**Exercise directions:** Search the entries for the word "below". Copy each line in which it is found.

**Dataset items:**
____
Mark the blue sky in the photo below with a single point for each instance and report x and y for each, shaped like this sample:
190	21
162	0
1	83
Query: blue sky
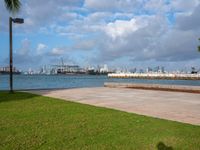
120	33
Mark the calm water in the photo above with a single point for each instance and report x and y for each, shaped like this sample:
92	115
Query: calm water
74	81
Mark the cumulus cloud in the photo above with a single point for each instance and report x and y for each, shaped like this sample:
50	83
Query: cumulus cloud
40	48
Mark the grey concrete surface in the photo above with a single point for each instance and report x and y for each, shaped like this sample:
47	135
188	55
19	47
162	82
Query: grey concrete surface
177	106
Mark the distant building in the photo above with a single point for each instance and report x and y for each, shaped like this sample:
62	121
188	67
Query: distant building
104	69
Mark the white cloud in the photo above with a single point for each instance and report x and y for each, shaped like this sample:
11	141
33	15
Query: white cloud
57	51
121	28
40	48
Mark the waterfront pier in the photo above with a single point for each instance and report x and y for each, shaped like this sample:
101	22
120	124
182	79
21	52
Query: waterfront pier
169	76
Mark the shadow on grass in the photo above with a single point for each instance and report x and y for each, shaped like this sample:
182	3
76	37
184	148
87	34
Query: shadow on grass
6	96
162	146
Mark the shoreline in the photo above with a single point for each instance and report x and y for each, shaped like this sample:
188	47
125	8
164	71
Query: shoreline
158	87
166	76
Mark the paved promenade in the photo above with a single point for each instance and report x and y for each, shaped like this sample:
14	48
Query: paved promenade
178	106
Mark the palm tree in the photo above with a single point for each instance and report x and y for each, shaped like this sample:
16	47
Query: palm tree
12	6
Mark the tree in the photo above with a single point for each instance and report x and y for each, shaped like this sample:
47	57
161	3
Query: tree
12	6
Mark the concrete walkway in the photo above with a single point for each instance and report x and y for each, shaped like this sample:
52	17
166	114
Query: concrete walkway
178	106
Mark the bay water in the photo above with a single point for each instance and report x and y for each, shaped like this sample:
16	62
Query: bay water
21	82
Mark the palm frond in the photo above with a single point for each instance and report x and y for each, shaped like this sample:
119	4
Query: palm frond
13	6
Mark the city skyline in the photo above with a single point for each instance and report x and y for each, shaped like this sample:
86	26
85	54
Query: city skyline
117	33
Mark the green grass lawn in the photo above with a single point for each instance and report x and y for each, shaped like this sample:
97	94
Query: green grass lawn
30	121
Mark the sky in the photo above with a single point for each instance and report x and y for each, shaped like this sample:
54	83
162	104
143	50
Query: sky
119	33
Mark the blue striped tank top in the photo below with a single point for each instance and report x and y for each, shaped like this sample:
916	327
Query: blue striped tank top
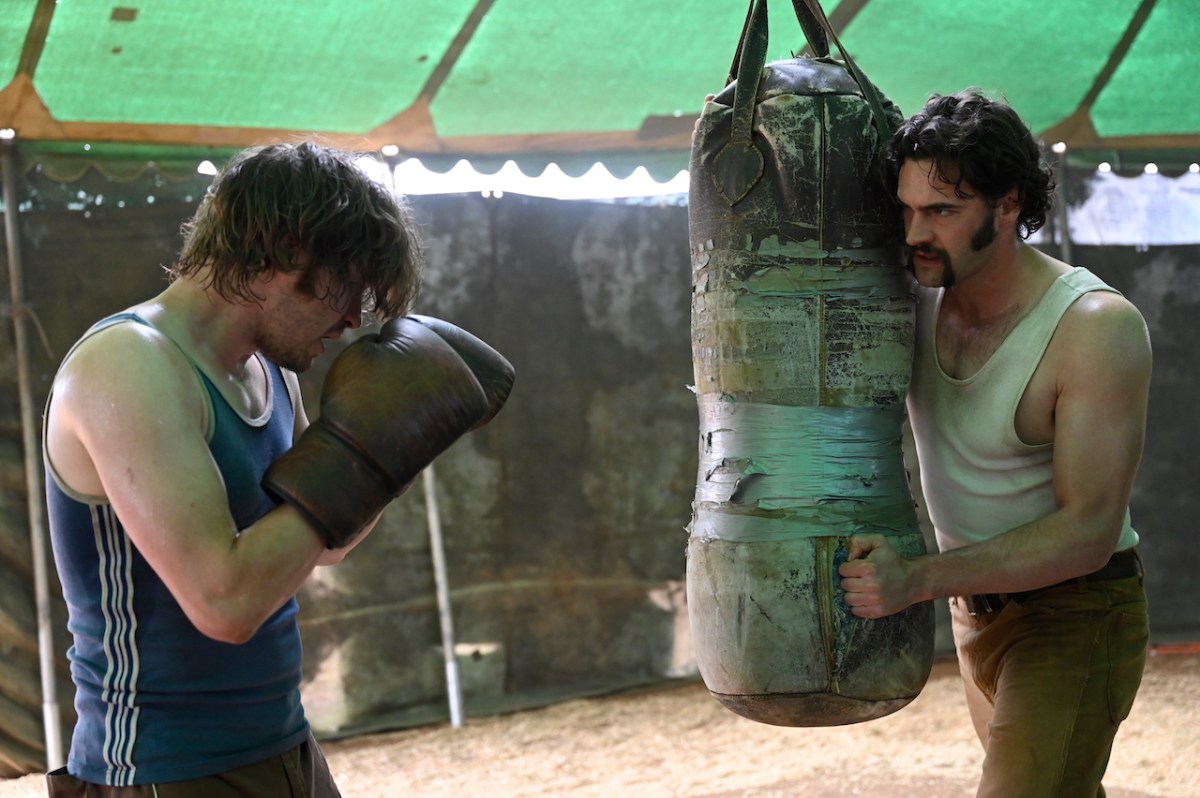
156	700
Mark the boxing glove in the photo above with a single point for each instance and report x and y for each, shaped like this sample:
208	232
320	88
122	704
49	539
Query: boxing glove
390	403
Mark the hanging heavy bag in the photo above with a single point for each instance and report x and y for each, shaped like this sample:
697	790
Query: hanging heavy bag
802	343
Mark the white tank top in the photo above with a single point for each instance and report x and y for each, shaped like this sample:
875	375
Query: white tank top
978	478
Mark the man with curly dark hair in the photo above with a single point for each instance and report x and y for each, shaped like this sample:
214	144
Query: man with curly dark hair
189	496
1029	409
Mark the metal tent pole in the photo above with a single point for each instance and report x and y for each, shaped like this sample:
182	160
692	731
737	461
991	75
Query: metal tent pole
34	485
1061	202
445	617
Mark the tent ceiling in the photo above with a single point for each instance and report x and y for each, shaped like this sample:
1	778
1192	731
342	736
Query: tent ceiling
533	79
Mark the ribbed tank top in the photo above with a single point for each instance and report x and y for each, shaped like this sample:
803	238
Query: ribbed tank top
978	478
156	700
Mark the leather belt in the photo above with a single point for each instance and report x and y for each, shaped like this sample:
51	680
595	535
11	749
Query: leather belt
1121	565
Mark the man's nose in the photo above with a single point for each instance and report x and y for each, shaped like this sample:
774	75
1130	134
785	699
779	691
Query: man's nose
916	232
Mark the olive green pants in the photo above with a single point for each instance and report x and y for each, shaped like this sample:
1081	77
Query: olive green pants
1049	678
299	773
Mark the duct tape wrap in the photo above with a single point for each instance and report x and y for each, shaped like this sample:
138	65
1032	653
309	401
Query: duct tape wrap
772	473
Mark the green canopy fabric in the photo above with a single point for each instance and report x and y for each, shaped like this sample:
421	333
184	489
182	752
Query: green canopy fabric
618	82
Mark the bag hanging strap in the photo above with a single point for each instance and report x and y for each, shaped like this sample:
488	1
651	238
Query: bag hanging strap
739	163
816	28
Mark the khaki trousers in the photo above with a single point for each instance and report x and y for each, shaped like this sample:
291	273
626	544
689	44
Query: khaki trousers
1049	678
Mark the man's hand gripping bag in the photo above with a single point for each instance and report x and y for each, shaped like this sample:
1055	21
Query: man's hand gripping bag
802	343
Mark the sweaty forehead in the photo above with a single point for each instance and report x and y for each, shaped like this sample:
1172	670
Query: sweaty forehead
922	183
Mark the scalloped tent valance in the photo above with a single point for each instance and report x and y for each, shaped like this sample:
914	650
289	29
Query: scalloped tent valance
617	83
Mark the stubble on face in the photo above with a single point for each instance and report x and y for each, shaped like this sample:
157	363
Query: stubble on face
983	238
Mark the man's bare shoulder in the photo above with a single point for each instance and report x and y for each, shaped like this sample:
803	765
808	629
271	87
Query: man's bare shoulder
1105	330
115	382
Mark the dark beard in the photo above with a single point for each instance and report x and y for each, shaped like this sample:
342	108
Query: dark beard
979	240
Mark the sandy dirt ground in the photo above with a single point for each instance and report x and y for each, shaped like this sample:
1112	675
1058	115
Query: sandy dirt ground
677	741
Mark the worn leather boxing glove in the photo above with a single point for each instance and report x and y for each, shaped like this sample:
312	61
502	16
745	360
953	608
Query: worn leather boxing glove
493	375
390	403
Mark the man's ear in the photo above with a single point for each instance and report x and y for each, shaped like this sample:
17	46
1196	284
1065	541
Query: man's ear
1009	205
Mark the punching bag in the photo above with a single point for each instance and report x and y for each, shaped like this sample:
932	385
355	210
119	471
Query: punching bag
802	343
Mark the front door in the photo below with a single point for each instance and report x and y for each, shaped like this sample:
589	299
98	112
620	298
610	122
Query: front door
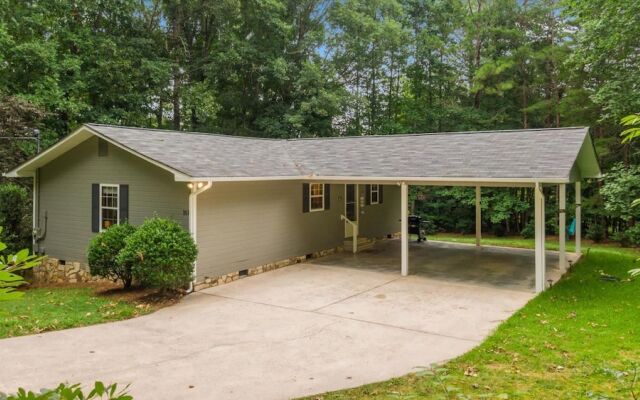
350	208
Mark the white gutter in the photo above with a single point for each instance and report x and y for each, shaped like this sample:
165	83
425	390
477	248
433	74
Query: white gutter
444	181
196	189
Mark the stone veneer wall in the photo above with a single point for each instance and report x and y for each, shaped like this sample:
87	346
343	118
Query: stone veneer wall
51	270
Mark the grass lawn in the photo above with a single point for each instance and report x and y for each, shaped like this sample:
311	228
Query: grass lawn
54	308
580	339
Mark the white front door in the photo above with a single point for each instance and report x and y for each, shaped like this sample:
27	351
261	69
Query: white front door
350	208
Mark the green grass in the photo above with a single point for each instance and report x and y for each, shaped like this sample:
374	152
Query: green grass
580	339
48	309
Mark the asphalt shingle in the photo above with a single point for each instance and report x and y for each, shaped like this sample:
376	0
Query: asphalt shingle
531	154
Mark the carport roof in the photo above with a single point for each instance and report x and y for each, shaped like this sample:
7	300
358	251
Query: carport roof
529	155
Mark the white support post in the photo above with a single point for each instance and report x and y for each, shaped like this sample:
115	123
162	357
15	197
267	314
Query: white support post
478	217
540	237
196	188
578	219
404	229
562	227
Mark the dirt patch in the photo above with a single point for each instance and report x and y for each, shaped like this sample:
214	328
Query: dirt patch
146	297
152	299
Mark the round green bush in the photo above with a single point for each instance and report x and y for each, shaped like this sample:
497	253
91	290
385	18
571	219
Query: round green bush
103	250
161	253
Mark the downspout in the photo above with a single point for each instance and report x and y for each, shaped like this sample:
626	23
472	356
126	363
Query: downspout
196	188
35	217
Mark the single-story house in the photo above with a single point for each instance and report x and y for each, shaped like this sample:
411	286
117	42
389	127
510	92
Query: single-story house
249	202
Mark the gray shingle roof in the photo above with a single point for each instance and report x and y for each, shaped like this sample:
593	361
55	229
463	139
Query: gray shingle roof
516	154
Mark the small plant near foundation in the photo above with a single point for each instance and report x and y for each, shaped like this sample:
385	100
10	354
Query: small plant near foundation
103	250
161	254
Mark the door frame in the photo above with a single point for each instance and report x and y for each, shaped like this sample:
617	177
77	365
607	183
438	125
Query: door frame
348	229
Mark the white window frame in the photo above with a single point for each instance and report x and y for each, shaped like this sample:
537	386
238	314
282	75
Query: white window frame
101	207
312	196
376	191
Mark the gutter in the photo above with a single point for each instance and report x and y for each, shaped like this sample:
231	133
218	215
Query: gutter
196	189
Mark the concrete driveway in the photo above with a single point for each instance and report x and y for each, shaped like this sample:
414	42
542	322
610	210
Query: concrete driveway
296	331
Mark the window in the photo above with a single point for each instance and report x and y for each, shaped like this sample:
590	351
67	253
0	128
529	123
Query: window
316	197
108	205
375	194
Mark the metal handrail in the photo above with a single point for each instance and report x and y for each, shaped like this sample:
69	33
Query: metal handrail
355	231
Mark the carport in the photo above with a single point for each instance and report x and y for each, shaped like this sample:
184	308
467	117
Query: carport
541	159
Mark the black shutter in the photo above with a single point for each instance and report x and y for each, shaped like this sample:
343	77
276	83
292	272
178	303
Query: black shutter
327	196
95	207
123	203
305	197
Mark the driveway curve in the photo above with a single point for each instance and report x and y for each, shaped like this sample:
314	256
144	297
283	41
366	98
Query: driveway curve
293	332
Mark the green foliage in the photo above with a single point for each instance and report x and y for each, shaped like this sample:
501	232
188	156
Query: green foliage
161	253
103	250
72	392
629	236
10	264
528	232
15	216
595	231
621	188
633	122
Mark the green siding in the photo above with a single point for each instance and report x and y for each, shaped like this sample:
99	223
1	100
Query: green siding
65	194
379	220
246	224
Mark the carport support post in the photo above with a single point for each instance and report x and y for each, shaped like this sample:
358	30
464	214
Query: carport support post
478	217
539	233
562	228
578	219
404	229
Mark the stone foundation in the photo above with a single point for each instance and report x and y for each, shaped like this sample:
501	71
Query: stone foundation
208	282
52	270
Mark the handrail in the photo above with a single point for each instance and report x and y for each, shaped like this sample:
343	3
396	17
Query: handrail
355	231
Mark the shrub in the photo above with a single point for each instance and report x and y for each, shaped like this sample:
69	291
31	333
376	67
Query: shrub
103	250
161	253
595	232
72	392
14	216
10	264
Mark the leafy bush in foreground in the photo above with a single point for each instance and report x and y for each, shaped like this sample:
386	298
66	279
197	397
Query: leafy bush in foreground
103	250
9	265
71	392
161	254
14	216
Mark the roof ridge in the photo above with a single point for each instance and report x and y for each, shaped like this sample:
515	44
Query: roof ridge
441	133
227	135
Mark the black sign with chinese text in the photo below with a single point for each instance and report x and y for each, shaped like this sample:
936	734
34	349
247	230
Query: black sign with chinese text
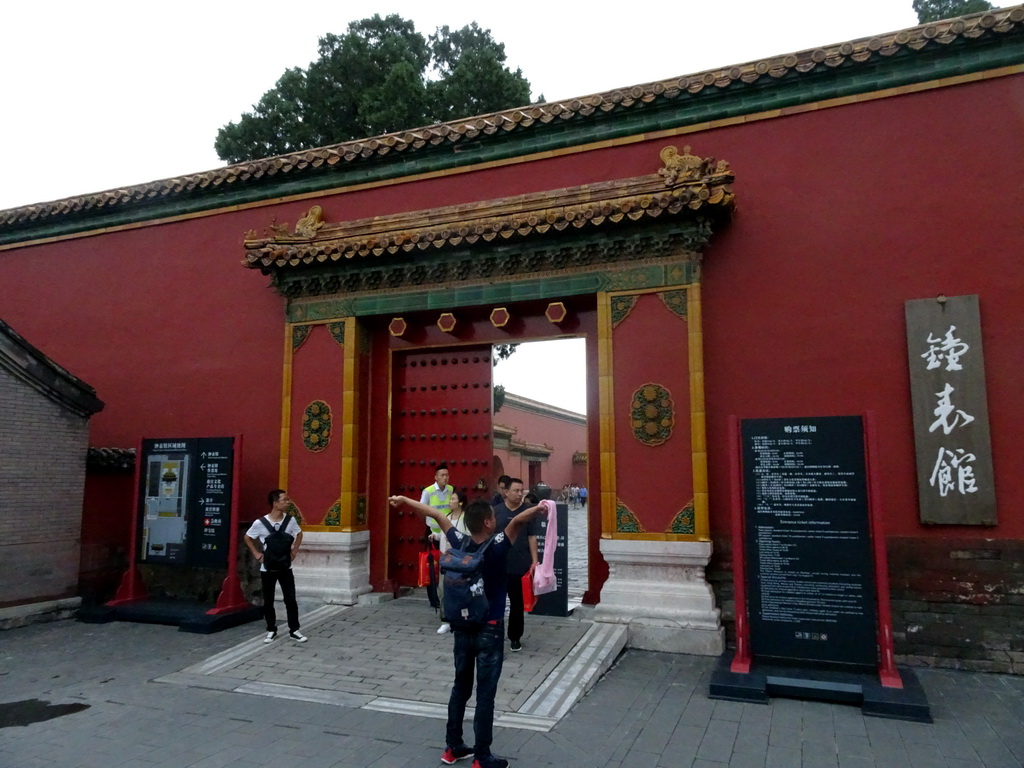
212	509
810	564
185	501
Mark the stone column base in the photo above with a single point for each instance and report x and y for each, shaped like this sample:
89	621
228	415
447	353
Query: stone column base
658	589
333	567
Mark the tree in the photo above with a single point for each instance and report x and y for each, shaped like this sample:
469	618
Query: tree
381	76
934	10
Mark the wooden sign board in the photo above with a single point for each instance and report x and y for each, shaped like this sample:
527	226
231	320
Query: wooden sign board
955	484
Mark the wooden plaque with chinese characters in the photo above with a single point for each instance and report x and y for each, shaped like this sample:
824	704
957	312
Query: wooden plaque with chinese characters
955	484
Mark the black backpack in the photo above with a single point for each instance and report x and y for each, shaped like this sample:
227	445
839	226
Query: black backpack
278	546
465	605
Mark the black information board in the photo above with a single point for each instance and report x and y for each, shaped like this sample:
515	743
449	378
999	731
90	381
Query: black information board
185	501
809	558
556	603
212	526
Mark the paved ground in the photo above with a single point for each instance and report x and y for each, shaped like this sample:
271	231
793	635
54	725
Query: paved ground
649	710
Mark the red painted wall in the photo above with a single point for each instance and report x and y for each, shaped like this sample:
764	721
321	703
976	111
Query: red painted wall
843	215
564	436
314	476
175	336
655	482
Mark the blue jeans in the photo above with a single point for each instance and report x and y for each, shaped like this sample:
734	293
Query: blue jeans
485	651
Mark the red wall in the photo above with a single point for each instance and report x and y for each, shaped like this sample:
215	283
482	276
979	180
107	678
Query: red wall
843	215
563	435
177	339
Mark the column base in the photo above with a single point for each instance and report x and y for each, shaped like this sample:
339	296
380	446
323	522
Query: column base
333	568
658	589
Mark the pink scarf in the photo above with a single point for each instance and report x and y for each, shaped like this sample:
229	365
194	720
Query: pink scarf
544	574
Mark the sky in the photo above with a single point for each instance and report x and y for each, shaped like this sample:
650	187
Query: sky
110	93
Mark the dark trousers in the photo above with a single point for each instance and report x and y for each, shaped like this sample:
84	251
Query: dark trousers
269	580
483	650
516	623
____
**Response box:**
Mark the blue sky in the photo below with a single point for each instance and report x and y for each, shaped like this sample:
Mark the blue striped tank top in the photo below with a single point for each instance and report x and y for each, shaped like this sample:
Mark the front door in the photo below with a single point for each instance and report x and y for each, shaped like this sample:
Mark the black sign with chinese text in the photo below with a single point for each instance and report x and y for each, shaped like this sample:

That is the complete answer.